The first section, with Ms Dougall as the inquisitor, was civilised enough. It was in the second section, where the politicians were allowed to question each other, that matters took a turn for the Italian parliament. Voices were raised, dismissive remarks traded, and scowls exchanged. It was loud, unappealing, and about as illuminating as a two-watt bulb. The finest moment came when the cameras cut to another part of the studio where the menfolk, presenter John MacKay and two political journalists, were waiting. You will have heard of the 1000-yard stare of the traumatised Vietnam veteran. Here we witnessed the Pacific Quay five-mile ponder. One day these men would speak of what they had witnessed, but for now they confined themselves to muttering that they had not learned a lot that was new.

It was not supposed to be like this. On the back of the perceived success of televised debates in the 2010 General Election the Scottish referendum campaign was meant to be the arena in which the format could come into its own. There were national broadcasters with airtime to fill, politicians keen to get their messages across, and an electorate with an appetite for information.

.....

JOB:
According to the excerpt on the televised referendum debate, who was waiting in another part of the studio when the cameras cut away?

Entries drawn from a collection
.....

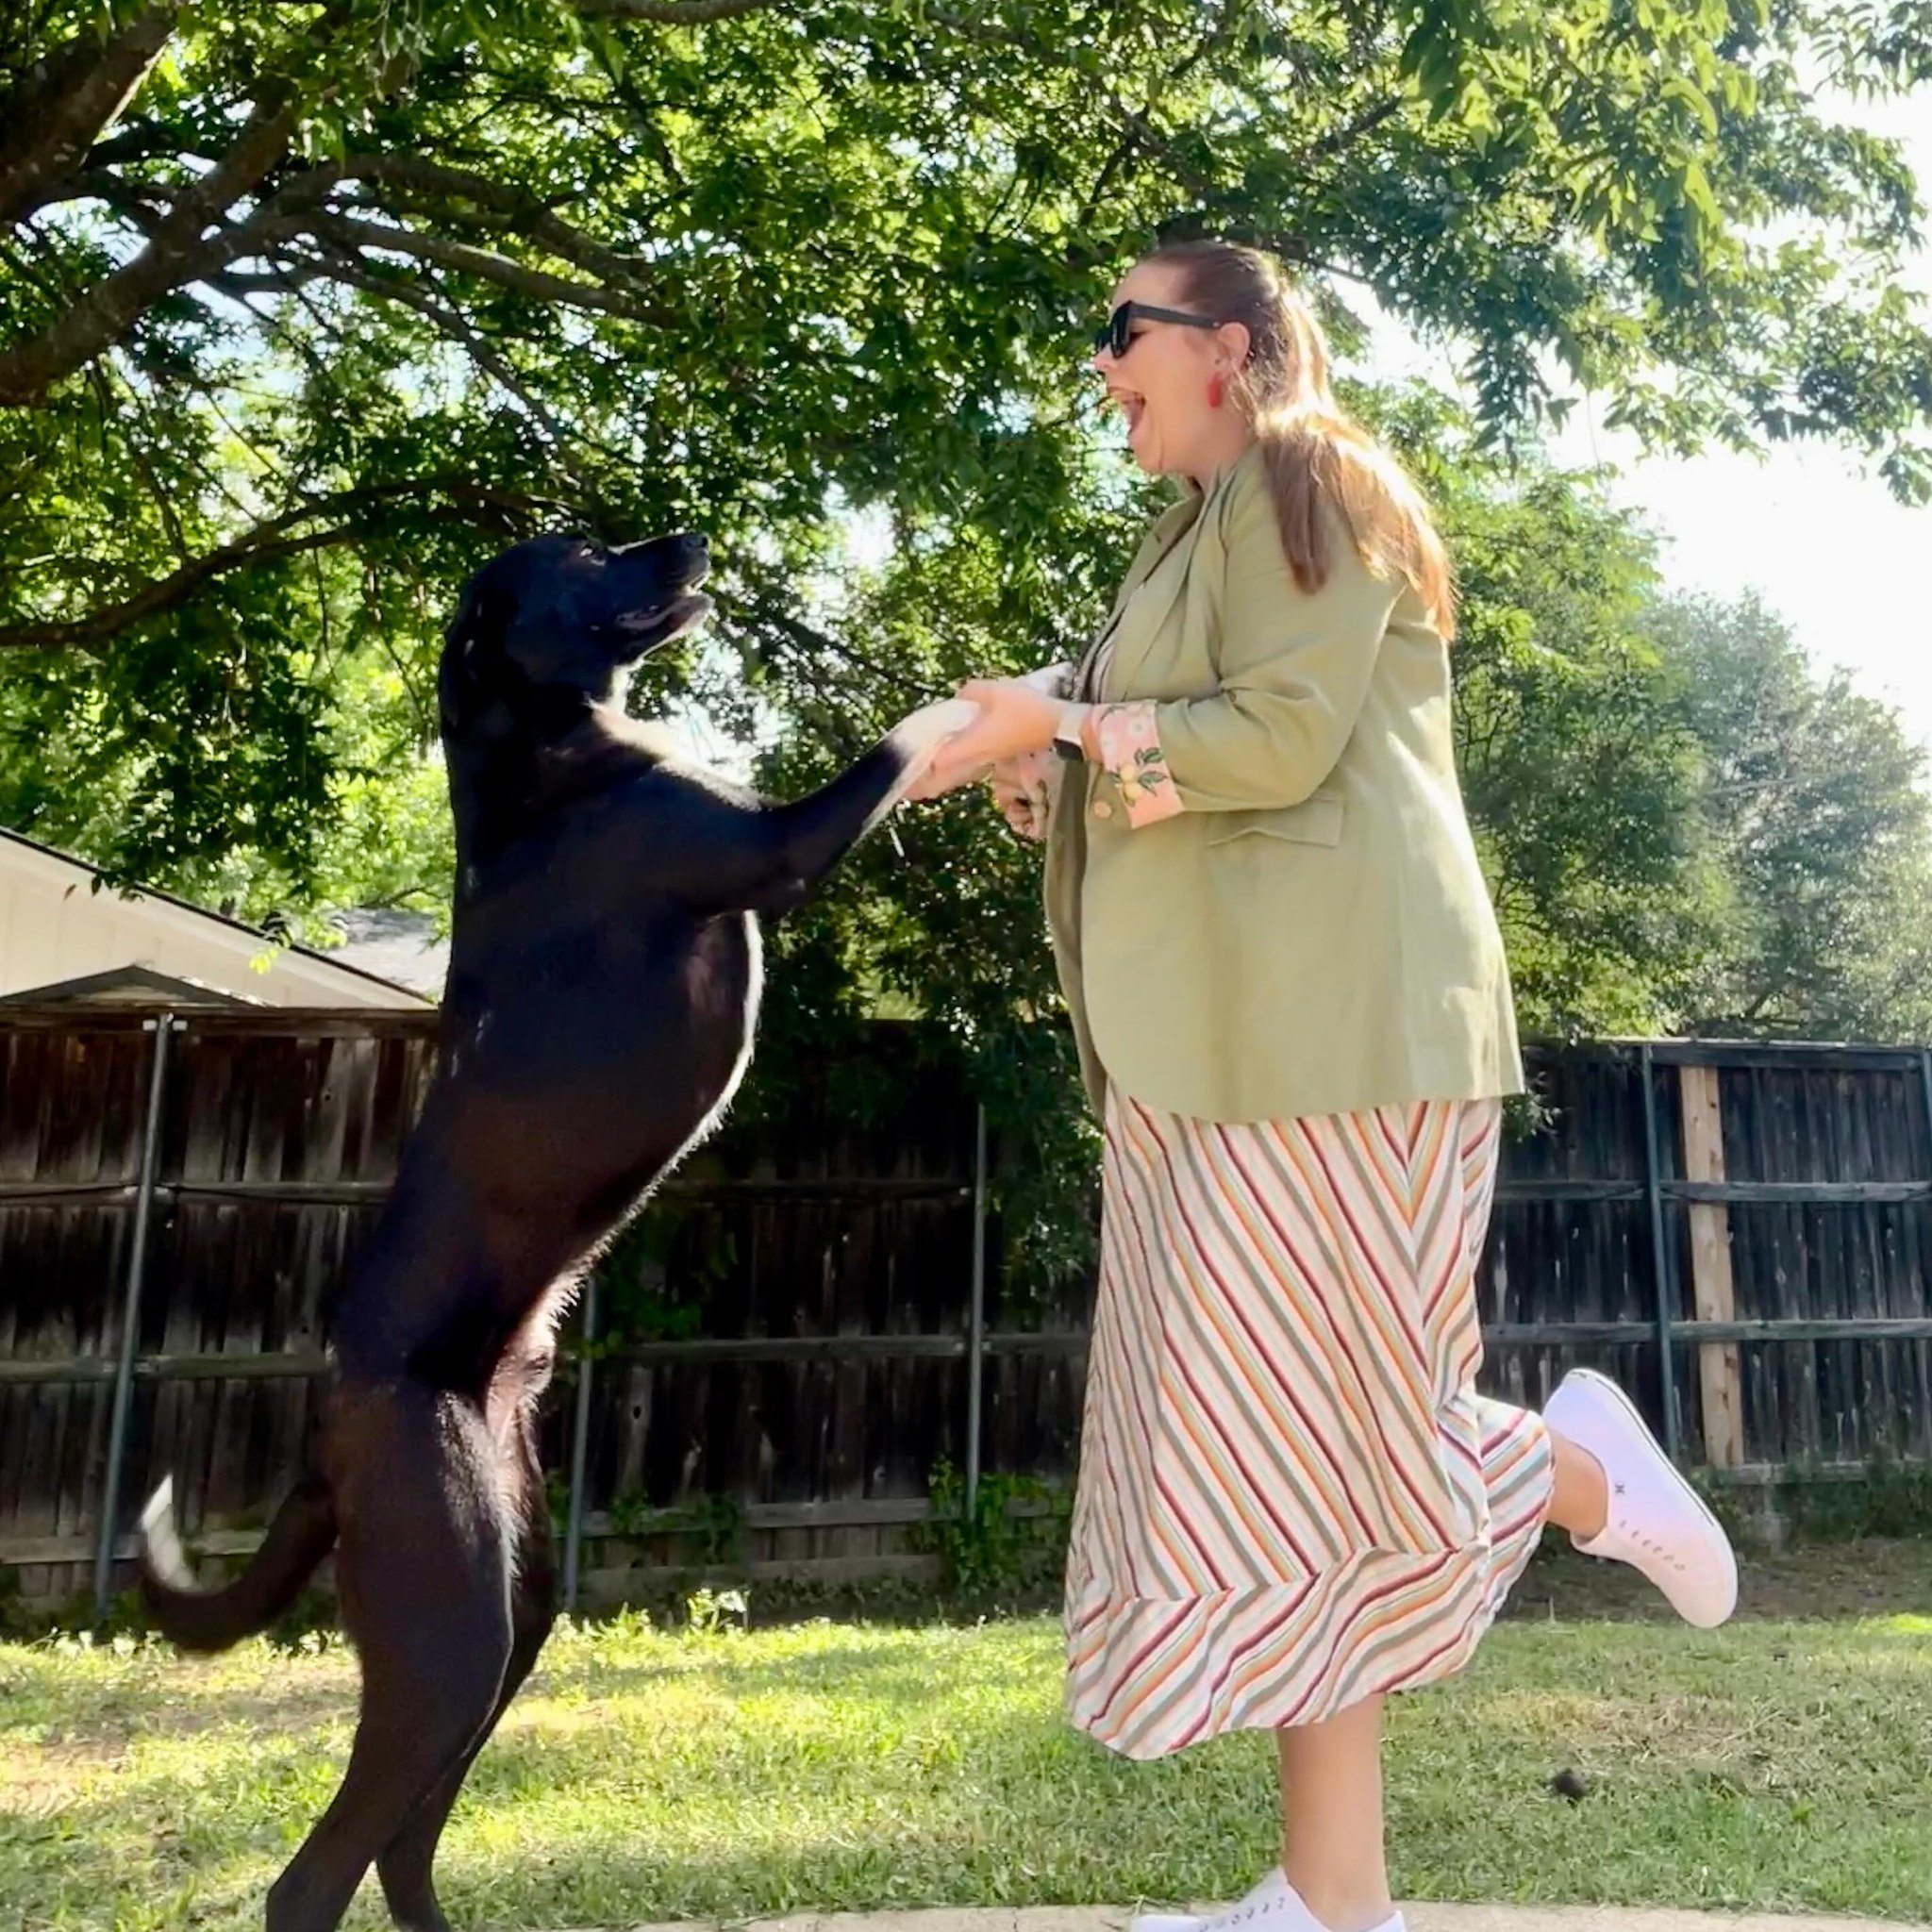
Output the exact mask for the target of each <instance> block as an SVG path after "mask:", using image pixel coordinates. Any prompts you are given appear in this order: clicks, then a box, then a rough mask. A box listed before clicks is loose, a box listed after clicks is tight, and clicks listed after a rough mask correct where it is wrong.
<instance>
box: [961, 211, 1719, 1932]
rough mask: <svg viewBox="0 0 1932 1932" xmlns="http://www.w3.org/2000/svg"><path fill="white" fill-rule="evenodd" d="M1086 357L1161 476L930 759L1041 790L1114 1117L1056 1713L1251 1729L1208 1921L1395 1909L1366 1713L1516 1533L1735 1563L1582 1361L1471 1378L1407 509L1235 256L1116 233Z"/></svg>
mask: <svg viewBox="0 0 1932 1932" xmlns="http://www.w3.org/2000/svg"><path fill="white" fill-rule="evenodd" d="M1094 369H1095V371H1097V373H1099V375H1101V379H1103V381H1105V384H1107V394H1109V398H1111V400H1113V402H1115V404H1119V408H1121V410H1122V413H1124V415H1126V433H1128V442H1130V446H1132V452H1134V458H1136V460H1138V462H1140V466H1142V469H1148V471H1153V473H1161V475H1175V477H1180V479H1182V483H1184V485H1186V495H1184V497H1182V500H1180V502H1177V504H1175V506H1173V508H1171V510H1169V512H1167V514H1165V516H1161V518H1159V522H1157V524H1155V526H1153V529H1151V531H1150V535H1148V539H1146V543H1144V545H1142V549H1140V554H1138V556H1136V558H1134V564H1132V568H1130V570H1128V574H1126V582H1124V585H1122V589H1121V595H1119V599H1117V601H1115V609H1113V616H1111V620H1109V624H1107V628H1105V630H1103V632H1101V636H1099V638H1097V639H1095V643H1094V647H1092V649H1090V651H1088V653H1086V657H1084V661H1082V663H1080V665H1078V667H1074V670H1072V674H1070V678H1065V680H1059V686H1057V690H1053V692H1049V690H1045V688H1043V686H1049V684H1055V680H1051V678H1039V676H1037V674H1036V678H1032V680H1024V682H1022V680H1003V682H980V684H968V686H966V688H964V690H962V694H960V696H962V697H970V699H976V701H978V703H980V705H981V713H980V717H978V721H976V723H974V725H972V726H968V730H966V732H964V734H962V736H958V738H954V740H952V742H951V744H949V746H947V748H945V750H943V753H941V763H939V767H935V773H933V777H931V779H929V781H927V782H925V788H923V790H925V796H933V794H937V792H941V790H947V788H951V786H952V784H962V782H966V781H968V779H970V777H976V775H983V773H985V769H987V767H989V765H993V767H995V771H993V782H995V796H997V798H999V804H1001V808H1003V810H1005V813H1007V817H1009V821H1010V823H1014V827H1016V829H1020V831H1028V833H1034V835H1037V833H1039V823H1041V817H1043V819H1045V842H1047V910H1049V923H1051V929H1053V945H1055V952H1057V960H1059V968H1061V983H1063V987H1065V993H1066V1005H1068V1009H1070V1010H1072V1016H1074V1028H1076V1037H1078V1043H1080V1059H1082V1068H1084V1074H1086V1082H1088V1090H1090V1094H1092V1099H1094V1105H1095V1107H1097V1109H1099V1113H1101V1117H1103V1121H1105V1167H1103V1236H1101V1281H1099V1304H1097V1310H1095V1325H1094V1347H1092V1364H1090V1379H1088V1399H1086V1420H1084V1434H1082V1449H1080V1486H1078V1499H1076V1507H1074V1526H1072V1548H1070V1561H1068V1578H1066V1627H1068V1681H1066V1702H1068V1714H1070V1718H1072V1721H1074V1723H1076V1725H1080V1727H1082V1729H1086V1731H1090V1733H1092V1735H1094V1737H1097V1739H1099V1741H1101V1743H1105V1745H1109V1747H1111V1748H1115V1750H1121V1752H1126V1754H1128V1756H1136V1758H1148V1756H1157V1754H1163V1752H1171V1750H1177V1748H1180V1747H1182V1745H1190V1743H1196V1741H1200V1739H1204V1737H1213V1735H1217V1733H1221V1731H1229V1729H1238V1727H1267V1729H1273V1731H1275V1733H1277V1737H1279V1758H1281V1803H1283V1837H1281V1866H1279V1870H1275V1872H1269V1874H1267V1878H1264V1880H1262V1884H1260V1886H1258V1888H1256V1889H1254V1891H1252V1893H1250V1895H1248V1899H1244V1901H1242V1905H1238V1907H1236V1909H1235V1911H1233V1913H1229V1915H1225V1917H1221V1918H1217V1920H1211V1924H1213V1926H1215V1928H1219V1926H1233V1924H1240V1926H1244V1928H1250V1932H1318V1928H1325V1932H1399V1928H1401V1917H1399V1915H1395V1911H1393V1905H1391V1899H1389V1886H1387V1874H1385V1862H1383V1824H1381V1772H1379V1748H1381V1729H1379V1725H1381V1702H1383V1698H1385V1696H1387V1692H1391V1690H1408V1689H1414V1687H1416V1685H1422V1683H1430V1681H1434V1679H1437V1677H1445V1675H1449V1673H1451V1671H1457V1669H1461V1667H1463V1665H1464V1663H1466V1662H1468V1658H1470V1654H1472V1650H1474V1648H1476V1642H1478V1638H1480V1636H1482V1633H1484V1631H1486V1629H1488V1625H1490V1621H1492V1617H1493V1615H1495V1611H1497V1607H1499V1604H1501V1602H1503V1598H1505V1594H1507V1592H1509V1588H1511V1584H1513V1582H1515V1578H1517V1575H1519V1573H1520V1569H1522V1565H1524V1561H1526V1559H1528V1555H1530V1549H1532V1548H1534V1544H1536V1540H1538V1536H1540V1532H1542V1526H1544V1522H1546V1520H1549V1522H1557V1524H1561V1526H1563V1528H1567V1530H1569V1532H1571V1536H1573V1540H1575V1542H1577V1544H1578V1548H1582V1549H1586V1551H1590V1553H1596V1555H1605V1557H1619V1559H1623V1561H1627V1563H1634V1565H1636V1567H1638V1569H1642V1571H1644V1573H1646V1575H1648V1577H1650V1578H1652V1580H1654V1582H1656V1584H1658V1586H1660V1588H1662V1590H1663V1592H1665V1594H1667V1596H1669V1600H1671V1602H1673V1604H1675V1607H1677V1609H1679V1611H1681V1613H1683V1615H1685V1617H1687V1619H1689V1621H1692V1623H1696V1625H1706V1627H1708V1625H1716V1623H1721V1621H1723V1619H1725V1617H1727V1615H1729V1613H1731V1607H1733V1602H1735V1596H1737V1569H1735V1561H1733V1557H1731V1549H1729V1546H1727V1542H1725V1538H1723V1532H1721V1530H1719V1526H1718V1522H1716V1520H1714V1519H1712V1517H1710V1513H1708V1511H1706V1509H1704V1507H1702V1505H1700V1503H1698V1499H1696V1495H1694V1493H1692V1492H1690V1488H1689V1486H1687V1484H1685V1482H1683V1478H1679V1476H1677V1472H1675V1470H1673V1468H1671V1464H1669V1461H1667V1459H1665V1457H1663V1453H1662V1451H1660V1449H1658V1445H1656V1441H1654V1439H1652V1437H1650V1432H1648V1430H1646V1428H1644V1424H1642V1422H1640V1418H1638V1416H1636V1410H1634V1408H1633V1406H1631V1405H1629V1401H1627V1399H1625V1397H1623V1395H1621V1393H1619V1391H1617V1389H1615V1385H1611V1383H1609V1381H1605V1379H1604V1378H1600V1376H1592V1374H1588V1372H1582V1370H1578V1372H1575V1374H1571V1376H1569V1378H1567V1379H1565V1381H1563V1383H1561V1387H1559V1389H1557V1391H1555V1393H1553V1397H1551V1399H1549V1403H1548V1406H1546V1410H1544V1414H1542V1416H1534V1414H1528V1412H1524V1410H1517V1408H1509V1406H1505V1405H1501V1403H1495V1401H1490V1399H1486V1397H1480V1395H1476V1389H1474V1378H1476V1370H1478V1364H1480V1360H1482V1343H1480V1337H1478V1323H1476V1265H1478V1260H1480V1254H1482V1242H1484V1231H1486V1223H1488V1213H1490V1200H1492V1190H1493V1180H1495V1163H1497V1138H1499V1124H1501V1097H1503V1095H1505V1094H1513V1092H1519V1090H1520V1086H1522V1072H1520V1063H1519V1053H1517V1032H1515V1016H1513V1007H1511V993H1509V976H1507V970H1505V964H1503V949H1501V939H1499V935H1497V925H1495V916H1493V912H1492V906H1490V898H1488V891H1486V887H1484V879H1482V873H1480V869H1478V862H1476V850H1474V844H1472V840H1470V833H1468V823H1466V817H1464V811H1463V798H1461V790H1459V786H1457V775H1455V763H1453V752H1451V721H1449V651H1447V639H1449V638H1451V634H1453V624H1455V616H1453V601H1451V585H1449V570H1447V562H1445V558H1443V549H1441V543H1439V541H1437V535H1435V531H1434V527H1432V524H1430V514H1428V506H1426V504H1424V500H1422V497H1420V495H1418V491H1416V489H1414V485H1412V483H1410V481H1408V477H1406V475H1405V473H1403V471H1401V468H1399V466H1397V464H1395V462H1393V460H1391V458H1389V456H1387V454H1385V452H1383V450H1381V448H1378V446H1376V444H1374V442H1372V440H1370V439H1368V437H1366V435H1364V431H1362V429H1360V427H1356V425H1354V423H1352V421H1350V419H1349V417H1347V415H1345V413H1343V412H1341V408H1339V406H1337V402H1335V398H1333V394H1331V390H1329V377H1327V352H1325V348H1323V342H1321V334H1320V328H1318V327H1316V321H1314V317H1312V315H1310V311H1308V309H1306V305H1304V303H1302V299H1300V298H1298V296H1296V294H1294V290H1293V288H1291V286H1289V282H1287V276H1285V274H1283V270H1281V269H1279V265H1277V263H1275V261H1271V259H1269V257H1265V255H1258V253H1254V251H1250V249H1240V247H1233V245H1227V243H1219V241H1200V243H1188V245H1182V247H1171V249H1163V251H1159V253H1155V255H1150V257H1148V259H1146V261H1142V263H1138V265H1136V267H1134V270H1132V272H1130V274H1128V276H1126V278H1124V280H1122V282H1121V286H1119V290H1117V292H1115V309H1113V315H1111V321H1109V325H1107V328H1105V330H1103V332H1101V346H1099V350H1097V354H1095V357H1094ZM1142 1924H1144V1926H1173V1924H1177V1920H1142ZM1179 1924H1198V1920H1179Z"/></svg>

.....

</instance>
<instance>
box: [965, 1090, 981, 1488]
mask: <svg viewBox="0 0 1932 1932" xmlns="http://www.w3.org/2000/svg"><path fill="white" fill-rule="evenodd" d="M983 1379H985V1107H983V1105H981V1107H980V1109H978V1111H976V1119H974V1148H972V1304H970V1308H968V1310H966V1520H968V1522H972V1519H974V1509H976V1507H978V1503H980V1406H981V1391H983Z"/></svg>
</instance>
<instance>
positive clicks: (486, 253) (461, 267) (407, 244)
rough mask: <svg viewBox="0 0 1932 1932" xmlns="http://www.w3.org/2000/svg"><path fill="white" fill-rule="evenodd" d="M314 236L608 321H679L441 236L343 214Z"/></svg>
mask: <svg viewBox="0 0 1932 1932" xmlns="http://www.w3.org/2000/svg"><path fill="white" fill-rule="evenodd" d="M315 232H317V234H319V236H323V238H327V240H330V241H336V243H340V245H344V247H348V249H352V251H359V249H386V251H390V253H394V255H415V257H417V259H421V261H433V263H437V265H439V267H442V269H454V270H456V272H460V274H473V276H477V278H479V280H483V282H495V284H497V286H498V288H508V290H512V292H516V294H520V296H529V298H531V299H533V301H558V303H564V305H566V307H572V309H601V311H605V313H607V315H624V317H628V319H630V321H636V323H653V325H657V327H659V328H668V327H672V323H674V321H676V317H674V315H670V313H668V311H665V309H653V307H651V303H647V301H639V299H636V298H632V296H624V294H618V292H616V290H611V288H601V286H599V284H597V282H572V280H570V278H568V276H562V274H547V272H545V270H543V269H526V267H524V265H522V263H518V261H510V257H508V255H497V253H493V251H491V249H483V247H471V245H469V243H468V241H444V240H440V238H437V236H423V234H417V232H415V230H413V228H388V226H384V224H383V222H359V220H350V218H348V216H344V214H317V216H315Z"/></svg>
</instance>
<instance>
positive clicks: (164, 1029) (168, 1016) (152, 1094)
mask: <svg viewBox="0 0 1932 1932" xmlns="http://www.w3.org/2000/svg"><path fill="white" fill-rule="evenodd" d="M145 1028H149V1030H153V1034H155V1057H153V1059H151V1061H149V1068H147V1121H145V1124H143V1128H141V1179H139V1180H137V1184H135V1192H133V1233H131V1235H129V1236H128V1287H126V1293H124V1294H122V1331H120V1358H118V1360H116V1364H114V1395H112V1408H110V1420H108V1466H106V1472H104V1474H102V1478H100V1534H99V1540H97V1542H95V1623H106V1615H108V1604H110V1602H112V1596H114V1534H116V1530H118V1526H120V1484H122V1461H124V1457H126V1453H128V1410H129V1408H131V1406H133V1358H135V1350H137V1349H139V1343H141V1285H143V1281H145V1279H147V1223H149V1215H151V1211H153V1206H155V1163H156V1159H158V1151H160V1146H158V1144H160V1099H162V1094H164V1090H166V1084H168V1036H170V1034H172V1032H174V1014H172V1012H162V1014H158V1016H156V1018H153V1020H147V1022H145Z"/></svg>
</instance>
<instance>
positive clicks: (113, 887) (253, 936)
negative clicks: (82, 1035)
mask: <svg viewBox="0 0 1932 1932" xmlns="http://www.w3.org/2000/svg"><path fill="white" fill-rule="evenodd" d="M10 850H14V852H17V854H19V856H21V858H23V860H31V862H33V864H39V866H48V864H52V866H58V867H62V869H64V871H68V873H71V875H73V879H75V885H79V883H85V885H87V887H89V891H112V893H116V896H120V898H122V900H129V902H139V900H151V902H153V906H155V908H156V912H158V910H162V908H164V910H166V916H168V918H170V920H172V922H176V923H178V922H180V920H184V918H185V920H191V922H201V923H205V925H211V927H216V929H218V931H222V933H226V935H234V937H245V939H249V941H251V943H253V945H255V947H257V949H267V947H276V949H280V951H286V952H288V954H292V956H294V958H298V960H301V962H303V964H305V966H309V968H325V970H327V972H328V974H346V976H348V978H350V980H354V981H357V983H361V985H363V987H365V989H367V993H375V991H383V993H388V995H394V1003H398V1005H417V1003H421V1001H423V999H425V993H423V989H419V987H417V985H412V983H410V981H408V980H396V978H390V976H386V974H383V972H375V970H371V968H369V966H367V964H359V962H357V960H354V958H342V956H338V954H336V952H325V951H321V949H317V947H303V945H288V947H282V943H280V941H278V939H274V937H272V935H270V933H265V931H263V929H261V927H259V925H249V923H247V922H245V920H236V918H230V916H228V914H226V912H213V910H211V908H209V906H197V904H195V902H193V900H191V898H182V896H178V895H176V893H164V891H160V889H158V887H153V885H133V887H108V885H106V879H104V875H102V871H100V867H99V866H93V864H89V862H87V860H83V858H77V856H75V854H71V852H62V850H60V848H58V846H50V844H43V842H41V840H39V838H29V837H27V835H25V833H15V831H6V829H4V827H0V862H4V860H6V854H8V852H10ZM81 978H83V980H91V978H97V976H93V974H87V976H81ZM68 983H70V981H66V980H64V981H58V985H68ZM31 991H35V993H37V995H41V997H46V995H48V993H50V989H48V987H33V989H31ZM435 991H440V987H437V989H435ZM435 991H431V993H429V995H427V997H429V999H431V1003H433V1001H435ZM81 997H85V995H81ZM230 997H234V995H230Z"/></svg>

.....

RESULT OF THE EXERCISE:
Presenter John MacKay and two political journalists.